■ **DATA FOR REVIEW**
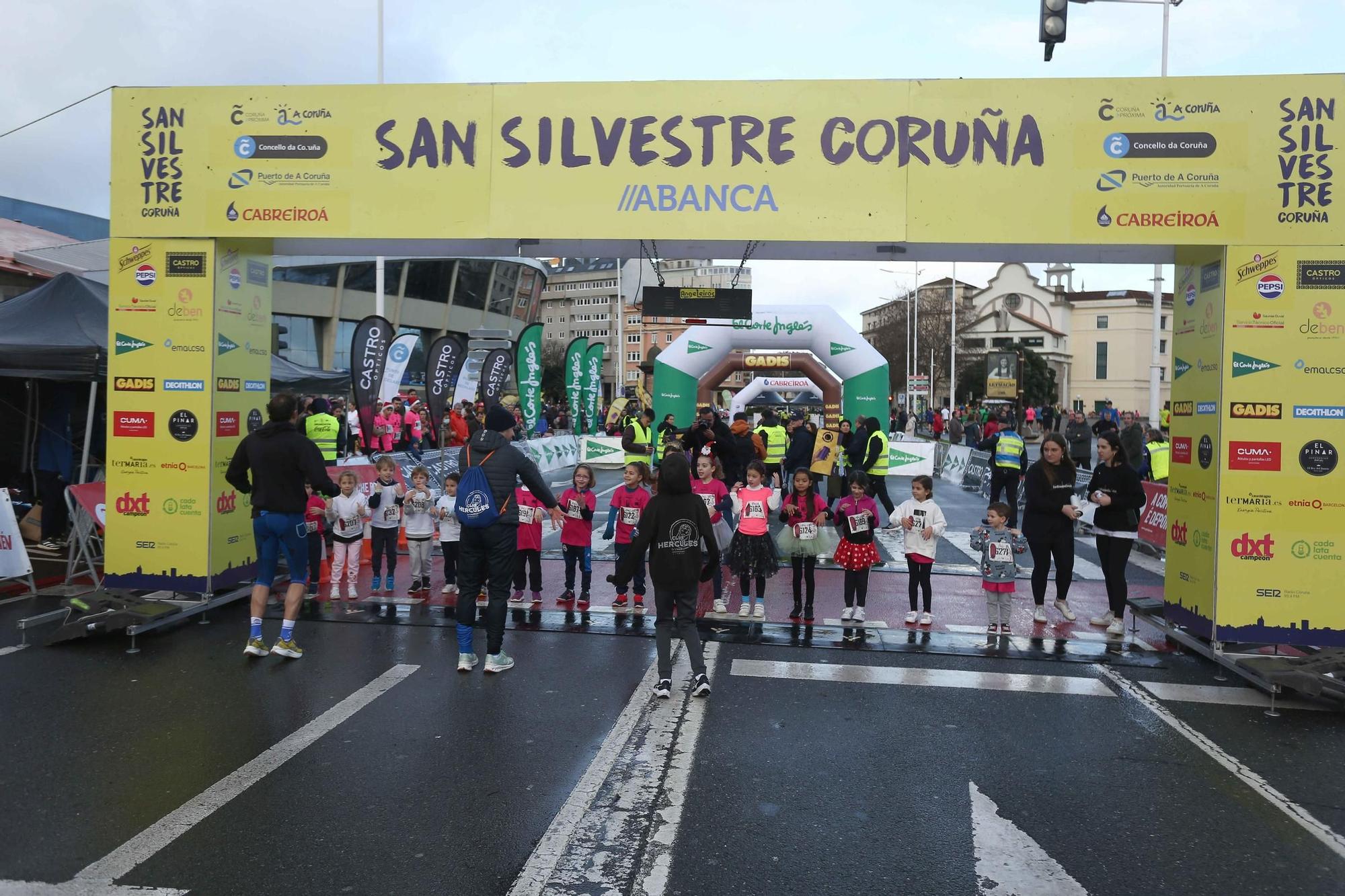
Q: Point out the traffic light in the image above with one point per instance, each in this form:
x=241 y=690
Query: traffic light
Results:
x=1051 y=29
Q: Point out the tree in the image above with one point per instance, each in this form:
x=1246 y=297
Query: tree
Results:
x=1039 y=380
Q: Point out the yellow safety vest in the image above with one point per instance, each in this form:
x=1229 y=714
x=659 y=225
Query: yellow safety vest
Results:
x=322 y=430
x=777 y=440
x=1160 y=452
x=880 y=466
x=642 y=438
x=1009 y=451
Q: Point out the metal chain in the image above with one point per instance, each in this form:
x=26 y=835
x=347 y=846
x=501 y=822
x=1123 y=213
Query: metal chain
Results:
x=747 y=253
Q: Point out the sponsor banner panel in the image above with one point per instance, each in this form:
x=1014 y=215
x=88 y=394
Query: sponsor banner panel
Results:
x=161 y=425
x=1282 y=495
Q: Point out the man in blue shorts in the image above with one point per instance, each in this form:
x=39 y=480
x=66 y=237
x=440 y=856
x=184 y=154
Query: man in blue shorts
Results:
x=282 y=460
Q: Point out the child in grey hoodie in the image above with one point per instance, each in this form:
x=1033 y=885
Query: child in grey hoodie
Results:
x=999 y=568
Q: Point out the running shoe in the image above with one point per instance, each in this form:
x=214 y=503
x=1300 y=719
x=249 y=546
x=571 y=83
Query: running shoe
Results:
x=287 y=649
x=498 y=662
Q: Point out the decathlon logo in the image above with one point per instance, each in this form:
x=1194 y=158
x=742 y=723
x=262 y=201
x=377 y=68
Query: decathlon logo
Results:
x=668 y=197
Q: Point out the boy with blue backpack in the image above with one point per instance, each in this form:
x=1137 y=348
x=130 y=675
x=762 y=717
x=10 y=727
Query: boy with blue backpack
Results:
x=489 y=516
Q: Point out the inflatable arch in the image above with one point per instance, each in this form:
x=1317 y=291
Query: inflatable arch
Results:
x=817 y=329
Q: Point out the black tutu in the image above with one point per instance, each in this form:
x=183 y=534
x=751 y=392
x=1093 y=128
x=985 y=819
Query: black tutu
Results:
x=753 y=556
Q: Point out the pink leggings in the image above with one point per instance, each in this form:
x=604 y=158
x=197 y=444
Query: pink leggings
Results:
x=346 y=556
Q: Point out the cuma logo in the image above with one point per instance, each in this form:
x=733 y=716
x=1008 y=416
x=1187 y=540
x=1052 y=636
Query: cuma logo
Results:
x=1246 y=365
x=1249 y=548
x=130 y=343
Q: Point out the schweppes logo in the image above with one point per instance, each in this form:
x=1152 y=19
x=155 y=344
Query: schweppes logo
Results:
x=1254 y=411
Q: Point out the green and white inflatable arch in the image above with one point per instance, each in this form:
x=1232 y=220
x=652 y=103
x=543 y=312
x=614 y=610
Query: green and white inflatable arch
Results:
x=817 y=329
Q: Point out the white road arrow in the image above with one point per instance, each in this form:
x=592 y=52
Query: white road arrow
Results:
x=1009 y=862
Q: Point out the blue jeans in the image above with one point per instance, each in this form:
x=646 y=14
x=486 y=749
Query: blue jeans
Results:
x=276 y=533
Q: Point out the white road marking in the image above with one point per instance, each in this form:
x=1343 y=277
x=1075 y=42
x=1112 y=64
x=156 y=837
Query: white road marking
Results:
x=1009 y=862
x=1260 y=784
x=1225 y=696
x=922 y=677
x=182 y=819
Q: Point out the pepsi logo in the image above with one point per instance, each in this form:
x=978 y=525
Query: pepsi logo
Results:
x=1270 y=287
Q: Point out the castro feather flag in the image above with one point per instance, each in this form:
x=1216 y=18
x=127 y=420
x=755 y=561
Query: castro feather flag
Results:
x=592 y=385
x=368 y=360
x=443 y=364
x=529 y=368
x=575 y=380
x=494 y=376
x=399 y=356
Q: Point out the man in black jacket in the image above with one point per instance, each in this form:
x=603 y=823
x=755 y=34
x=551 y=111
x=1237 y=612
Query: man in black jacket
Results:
x=280 y=460
x=488 y=553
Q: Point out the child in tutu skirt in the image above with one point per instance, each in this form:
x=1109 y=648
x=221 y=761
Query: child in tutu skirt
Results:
x=856 y=516
x=804 y=538
x=753 y=553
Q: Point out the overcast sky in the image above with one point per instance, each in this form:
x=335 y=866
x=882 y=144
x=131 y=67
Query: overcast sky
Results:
x=60 y=50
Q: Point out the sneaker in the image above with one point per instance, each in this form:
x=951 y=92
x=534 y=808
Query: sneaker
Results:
x=701 y=686
x=287 y=649
x=498 y=662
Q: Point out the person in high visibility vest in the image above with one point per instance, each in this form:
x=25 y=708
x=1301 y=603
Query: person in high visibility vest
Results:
x=1008 y=466
x=777 y=442
x=1157 y=458
x=638 y=439
x=322 y=430
x=876 y=462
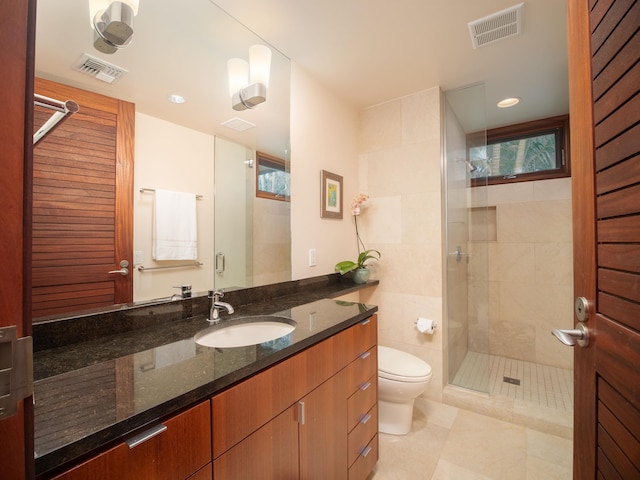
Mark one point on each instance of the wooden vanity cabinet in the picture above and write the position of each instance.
(305, 417)
(182, 450)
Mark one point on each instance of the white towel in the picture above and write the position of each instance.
(175, 231)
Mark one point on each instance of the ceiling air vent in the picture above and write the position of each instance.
(238, 124)
(503, 24)
(99, 68)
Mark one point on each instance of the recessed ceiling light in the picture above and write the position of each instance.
(174, 98)
(508, 102)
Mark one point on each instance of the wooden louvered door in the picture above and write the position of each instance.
(82, 204)
(604, 53)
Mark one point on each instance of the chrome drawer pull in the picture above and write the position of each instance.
(365, 418)
(365, 451)
(365, 355)
(146, 435)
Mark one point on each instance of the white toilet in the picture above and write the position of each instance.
(402, 377)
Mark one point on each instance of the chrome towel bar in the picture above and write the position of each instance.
(142, 268)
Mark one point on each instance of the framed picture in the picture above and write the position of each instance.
(331, 195)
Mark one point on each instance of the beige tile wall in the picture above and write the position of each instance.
(399, 146)
(530, 271)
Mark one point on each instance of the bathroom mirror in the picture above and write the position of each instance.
(180, 50)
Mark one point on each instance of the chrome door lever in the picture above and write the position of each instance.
(123, 268)
(571, 337)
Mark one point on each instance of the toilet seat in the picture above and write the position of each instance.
(401, 366)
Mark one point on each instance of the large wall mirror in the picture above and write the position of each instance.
(202, 146)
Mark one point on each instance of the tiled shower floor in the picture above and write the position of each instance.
(539, 384)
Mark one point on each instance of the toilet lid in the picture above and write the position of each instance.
(398, 365)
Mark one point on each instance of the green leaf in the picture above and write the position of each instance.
(346, 266)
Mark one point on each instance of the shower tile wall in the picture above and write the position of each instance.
(400, 157)
(530, 273)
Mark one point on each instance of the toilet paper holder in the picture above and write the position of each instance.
(425, 325)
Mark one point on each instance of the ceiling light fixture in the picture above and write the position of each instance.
(112, 22)
(508, 102)
(248, 82)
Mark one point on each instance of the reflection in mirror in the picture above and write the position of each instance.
(252, 237)
(272, 177)
(179, 147)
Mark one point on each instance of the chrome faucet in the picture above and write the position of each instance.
(215, 304)
(185, 292)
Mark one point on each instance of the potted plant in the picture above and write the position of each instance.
(359, 267)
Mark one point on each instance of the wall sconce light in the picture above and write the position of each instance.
(112, 22)
(248, 82)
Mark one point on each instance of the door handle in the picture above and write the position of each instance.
(123, 268)
(571, 337)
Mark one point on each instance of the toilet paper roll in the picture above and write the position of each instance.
(425, 325)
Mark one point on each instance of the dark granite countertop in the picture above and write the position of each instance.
(141, 364)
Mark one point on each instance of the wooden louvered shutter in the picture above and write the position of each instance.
(82, 204)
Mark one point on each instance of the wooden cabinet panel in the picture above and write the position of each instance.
(270, 453)
(361, 402)
(332, 386)
(205, 473)
(364, 464)
(358, 339)
(176, 453)
(362, 434)
(362, 368)
(323, 431)
(245, 407)
(241, 410)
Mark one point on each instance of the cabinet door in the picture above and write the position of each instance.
(270, 453)
(323, 431)
(181, 449)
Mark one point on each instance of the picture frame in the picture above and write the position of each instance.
(331, 187)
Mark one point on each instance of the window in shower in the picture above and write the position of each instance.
(528, 151)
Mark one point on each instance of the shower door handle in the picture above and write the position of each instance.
(459, 254)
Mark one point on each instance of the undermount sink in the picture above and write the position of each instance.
(245, 331)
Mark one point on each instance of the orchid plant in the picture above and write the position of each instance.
(363, 254)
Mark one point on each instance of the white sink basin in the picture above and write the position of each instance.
(245, 331)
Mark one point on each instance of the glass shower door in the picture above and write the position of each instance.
(467, 282)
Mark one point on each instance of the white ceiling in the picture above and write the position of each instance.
(371, 51)
(366, 51)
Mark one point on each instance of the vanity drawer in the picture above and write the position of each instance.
(365, 461)
(361, 402)
(362, 434)
(362, 369)
(358, 338)
(173, 449)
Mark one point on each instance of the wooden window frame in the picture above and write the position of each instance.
(524, 130)
(270, 161)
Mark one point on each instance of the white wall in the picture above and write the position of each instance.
(324, 134)
(161, 151)
(400, 162)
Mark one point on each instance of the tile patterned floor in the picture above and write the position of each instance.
(450, 443)
(539, 384)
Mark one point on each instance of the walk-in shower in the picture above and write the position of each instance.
(501, 358)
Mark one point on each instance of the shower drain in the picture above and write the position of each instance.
(512, 381)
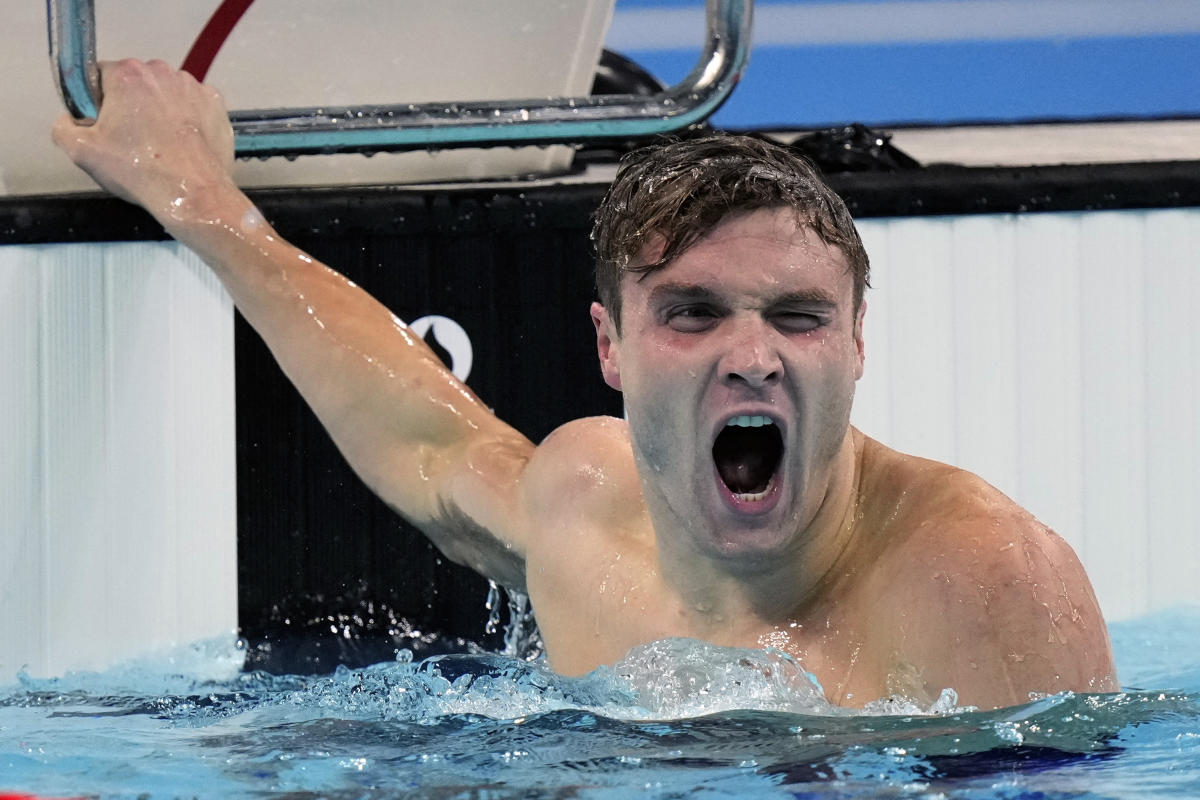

■ **TASK TO COMPLETE**
Lines containing the word "logo" are to be located in the entries and copied.

■ **RESPONSE**
Q: Point out the decathlon logo in the image above with one point per instance, each in this form:
Query: decathlon logo
Q: Point out the cuma logo in the image above with one point per instance, each in this form:
Query: cuma logo
Q: Point out the schweppes logo in the image above with one point per instance, each in this form:
Query: schweppes logo
Q: Point out the pepsi logo in the image above with one point per instance, each in this form:
Query: pepsi logo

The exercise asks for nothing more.